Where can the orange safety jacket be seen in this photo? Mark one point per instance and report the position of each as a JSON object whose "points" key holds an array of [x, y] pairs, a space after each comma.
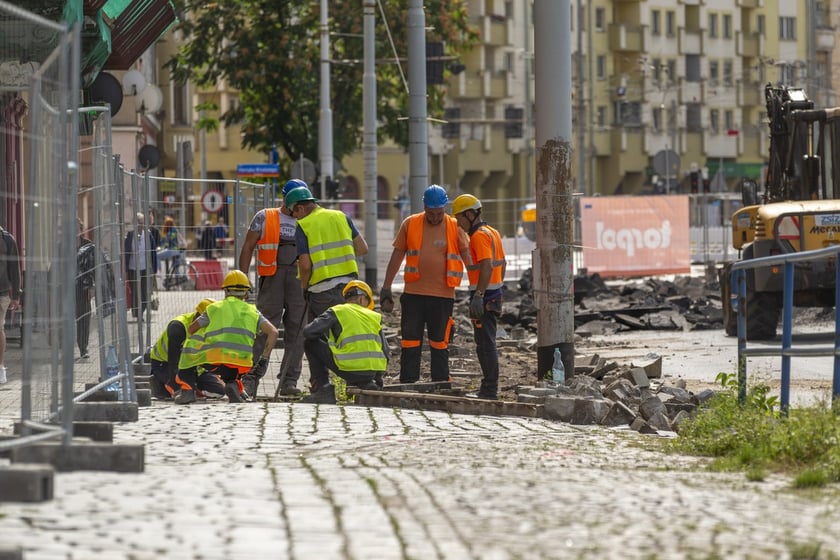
{"points": [[454, 265], [497, 256], [269, 243]]}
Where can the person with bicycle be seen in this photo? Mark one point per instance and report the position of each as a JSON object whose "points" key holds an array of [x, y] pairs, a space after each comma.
{"points": [[221, 340]]}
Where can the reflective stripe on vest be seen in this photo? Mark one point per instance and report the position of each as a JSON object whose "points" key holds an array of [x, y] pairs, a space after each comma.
{"points": [[160, 351], [359, 346], [228, 339], [414, 241], [330, 244], [269, 243], [496, 261]]}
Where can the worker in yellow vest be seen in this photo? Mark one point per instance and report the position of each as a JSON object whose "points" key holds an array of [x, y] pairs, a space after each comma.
{"points": [[222, 341], [347, 339], [166, 353], [487, 276]]}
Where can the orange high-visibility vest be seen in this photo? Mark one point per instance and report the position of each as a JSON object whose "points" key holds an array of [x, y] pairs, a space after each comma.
{"points": [[454, 265], [269, 243]]}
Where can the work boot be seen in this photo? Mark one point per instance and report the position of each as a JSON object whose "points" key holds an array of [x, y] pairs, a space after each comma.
{"points": [[232, 391], [321, 395], [186, 396], [290, 390], [158, 390]]}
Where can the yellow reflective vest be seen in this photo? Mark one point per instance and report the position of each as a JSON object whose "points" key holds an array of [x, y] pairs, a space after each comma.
{"points": [[359, 346]]}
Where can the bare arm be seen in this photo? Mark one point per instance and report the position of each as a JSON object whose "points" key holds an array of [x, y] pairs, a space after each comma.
{"points": [[394, 264], [304, 270], [251, 239]]}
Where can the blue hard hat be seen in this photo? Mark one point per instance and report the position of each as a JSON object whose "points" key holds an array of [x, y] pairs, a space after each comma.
{"points": [[293, 184], [434, 197]]}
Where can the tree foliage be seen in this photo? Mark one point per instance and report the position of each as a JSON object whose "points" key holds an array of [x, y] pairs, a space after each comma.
{"points": [[270, 52]]}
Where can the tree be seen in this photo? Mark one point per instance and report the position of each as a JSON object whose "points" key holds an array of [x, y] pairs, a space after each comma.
{"points": [[270, 52]]}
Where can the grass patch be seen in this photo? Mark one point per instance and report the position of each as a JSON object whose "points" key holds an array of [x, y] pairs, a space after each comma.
{"points": [[755, 438]]}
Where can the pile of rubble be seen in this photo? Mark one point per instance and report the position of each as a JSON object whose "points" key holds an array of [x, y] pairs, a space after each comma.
{"points": [[605, 393]]}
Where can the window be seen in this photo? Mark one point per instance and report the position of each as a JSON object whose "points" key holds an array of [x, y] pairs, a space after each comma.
{"points": [[727, 72], [600, 18], [712, 25], [787, 28], [713, 72], [714, 120]]}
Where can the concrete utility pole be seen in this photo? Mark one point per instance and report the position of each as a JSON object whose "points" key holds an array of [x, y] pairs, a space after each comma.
{"points": [[552, 259], [418, 133], [325, 156], [369, 140]]}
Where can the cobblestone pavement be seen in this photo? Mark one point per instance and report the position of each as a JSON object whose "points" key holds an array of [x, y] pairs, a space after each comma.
{"points": [[299, 481]]}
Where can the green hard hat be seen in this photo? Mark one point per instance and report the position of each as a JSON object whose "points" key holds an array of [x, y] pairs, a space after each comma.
{"points": [[299, 194]]}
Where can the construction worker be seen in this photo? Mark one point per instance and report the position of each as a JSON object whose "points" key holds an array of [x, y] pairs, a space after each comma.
{"points": [[166, 353], [486, 275], [346, 339], [435, 250], [225, 345], [279, 297], [327, 246]]}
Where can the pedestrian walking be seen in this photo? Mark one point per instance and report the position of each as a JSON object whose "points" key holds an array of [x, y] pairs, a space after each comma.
{"points": [[166, 354], [486, 275], [225, 345], [140, 252], [346, 339], [279, 296], [327, 244], [9, 289], [435, 250]]}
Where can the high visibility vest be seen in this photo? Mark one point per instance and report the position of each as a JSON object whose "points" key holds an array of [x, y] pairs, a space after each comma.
{"points": [[497, 260], [454, 265], [269, 243], [160, 351], [330, 244], [228, 339], [359, 346]]}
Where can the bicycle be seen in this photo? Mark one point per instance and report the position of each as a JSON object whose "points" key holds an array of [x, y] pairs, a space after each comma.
{"points": [[180, 274]]}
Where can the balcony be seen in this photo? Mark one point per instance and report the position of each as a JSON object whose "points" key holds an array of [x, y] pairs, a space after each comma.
{"points": [[748, 44], [628, 38]]}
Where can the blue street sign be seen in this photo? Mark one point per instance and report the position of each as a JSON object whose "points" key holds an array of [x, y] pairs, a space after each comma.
{"points": [[258, 170]]}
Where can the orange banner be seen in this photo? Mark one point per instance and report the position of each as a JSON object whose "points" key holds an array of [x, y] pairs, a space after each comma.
{"points": [[635, 235]]}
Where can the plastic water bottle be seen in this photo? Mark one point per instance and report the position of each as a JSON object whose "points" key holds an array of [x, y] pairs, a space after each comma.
{"points": [[558, 370], [112, 368]]}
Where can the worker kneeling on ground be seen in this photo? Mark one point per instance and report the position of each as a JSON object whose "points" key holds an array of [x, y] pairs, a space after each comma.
{"points": [[347, 339], [222, 341], [166, 353]]}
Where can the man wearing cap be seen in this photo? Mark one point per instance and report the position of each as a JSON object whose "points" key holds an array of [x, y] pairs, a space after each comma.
{"points": [[327, 246], [166, 353], [435, 250], [279, 297], [486, 275], [346, 339]]}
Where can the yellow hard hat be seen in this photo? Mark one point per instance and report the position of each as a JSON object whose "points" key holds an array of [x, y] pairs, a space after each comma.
{"points": [[236, 281], [358, 288], [202, 305], [465, 202]]}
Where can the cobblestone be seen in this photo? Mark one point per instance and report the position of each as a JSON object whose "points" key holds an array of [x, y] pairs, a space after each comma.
{"points": [[298, 481]]}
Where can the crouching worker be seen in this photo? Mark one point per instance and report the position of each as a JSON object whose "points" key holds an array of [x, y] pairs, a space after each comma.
{"points": [[347, 339], [222, 340], [166, 353]]}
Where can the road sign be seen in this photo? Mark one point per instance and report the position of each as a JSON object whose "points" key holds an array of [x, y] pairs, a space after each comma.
{"points": [[258, 170], [212, 201]]}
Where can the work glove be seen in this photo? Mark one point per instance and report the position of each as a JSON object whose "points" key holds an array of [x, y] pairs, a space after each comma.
{"points": [[386, 300], [259, 368], [476, 306]]}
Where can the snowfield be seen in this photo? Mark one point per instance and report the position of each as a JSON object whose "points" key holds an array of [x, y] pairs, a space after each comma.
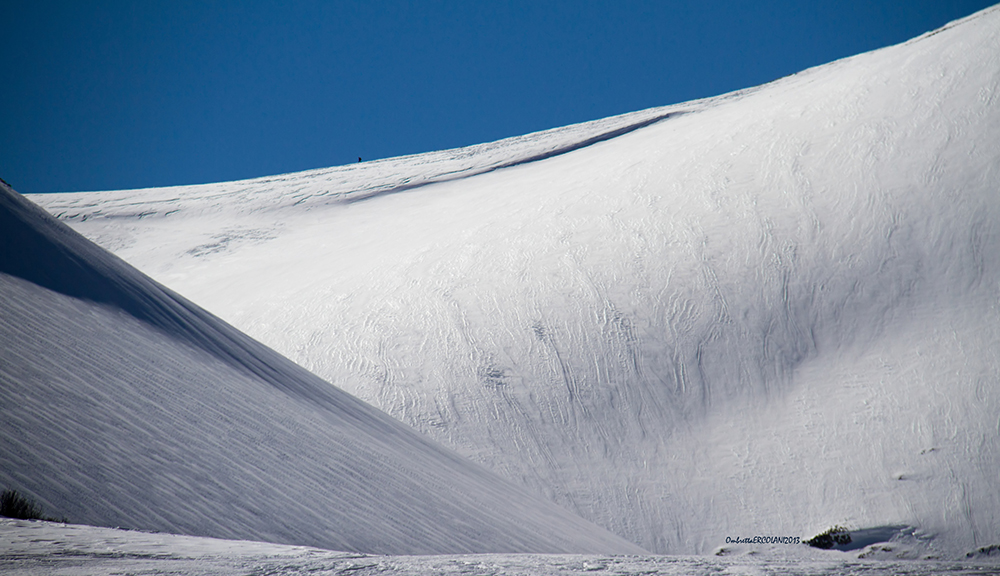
{"points": [[123, 404], [29, 548], [766, 313]]}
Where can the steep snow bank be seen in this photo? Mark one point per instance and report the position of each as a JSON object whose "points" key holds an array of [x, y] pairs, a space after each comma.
{"points": [[122, 404], [769, 315]]}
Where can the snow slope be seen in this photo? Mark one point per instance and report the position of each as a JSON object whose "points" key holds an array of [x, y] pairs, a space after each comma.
{"points": [[31, 548], [123, 404], [761, 314]]}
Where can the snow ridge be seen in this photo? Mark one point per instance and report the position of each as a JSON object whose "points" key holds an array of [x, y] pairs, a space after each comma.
{"points": [[770, 315], [123, 404]]}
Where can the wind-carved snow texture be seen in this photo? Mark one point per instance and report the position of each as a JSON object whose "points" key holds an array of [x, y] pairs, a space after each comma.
{"points": [[772, 314], [123, 404], [29, 548]]}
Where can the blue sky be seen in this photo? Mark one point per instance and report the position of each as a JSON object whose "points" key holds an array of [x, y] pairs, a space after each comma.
{"points": [[111, 95]]}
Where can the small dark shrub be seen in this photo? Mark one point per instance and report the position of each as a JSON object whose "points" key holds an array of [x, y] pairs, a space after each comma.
{"points": [[830, 538], [13, 505]]}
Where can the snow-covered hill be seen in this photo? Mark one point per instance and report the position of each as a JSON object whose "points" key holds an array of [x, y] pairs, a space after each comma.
{"points": [[29, 548], [761, 314], [123, 404]]}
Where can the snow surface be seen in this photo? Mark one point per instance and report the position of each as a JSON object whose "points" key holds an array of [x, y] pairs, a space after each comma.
{"points": [[28, 548], [123, 404], [766, 313]]}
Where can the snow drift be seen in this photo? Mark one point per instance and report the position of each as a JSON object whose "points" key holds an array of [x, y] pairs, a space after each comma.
{"points": [[123, 404], [766, 313]]}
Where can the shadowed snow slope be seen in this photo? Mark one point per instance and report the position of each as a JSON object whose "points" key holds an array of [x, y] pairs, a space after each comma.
{"points": [[761, 314], [123, 404]]}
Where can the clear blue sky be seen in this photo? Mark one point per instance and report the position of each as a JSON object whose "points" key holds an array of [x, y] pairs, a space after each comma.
{"points": [[109, 95]]}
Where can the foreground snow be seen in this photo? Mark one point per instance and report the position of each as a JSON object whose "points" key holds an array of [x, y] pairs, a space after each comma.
{"points": [[766, 313], [123, 404], [42, 547]]}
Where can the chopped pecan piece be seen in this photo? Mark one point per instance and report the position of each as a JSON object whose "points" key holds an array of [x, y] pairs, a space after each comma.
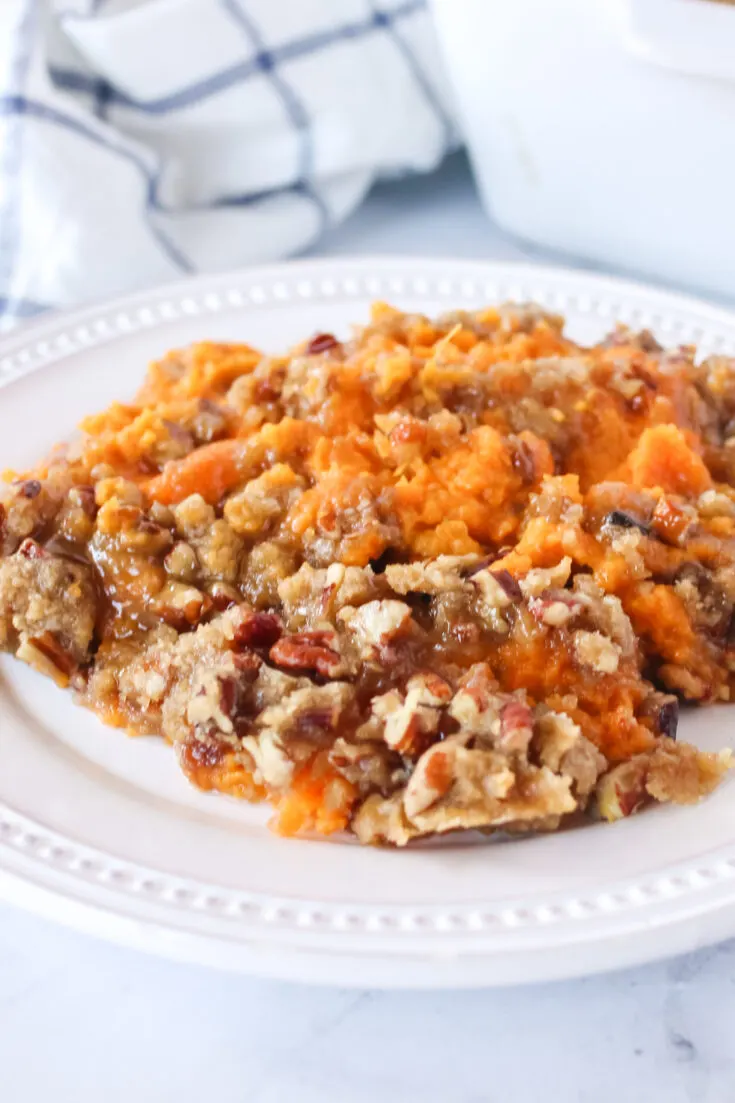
{"points": [[309, 651]]}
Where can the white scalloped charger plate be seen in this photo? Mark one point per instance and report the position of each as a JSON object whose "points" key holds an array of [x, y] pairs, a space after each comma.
{"points": [[103, 832]]}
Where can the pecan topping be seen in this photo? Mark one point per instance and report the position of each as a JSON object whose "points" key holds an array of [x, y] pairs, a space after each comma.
{"points": [[308, 651], [51, 649], [31, 488], [322, 342], [31, 550], [258, 630]]}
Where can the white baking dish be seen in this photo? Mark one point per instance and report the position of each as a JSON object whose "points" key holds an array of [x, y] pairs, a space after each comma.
{"points": [[605, 128]]}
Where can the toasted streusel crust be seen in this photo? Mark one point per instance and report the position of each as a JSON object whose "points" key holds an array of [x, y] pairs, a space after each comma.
{"points": [[446, 575]]}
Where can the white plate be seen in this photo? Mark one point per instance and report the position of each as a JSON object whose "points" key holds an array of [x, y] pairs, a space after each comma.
{"points": [[104, 833]]}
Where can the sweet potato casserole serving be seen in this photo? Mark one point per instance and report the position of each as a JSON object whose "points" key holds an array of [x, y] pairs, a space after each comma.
{"points": [[446, 575]]}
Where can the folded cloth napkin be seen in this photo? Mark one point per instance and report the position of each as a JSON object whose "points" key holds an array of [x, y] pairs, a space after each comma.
{"points": [[141, 139]]}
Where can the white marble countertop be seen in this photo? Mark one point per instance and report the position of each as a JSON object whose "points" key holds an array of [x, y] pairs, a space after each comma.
{"points": [[83, 1021]]}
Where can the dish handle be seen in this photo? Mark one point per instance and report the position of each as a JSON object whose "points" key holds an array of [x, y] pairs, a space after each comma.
{"points": [[690, 36]]}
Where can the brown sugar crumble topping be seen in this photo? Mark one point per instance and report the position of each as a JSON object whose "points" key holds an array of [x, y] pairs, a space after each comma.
{"points": [[444, 575]]}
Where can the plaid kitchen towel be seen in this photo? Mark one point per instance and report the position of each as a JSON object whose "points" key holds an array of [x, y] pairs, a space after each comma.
{"points": [[141, 139]]}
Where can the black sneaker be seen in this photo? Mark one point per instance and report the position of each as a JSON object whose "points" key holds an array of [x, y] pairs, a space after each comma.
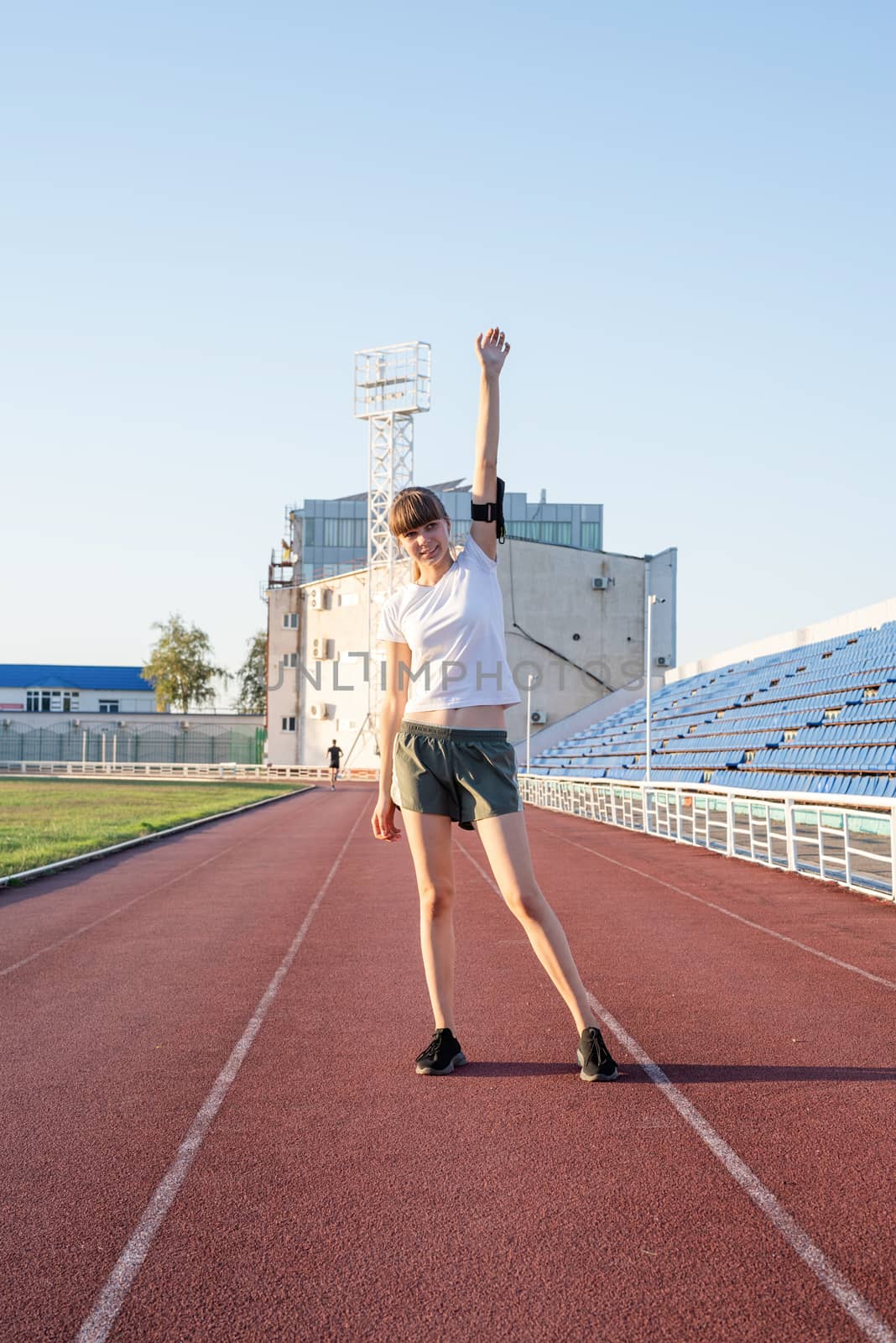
{"points": [[441, 1054], [595, 1058]]}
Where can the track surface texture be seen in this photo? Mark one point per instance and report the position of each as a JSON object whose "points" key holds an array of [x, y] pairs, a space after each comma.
{"points": [[329, 1193]]}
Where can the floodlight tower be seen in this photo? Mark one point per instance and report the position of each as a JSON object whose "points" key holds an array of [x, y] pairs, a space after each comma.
{"points": [[391, 387]]}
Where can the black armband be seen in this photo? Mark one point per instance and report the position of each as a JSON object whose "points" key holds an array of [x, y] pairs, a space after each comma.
{"points": [[491, 512]]}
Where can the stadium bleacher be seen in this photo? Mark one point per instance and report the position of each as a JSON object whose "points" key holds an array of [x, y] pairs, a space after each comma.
{"points": [[813, 719]]}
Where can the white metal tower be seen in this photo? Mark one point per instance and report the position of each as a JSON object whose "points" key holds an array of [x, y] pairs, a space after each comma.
{"points": [[391, 387]]}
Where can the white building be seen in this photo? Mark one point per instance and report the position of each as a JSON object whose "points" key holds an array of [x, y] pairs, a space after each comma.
{"points": [[575, 621], [47, 688]]}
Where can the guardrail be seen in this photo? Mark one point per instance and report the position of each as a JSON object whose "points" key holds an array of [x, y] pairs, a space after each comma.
{"points": [[835, 839], [195, 772]]}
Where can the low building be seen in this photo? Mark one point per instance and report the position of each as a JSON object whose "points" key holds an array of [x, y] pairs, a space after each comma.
{"points": [[47, 688]]}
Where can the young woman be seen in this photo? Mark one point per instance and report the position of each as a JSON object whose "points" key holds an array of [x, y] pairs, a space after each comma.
{"points": [[443, 738]]}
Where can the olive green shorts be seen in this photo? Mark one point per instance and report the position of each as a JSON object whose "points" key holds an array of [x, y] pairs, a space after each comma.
{"points": [[467, 774]]}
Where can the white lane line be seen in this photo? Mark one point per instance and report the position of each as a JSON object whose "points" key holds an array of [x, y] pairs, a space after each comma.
{"points": [[847, 1296], [62, 942], [98, 1325], [770, 933], [181, 876]]}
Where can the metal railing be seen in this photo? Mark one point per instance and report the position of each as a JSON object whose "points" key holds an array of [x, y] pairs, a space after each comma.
{"points": [[163, 770], [831, 839]]}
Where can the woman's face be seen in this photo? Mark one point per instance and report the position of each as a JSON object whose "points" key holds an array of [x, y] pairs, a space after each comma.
{"points": [[428, 544]]}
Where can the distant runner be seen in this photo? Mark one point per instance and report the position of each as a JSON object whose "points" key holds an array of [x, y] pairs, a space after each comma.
{"points": [[443, 743], [336, 755]]}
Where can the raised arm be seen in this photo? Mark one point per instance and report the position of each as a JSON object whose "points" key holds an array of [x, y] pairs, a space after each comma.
{"points": [[491, 351]]}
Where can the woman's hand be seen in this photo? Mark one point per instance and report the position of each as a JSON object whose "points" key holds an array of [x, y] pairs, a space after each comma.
{"points": [[491, 351], [383, 821]]}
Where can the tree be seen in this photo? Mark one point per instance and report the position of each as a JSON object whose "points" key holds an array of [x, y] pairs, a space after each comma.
{"points": [[180, 668], [253, 677]]}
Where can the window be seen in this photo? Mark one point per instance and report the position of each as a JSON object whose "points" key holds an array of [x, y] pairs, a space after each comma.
{"points": [[555, 534], [351, 532]]}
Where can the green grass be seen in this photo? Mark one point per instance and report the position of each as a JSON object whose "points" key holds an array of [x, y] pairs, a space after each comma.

========

What the exercise asks: Tally the lines of the data above that contain the word "building", and reply with only that number.

In response: 2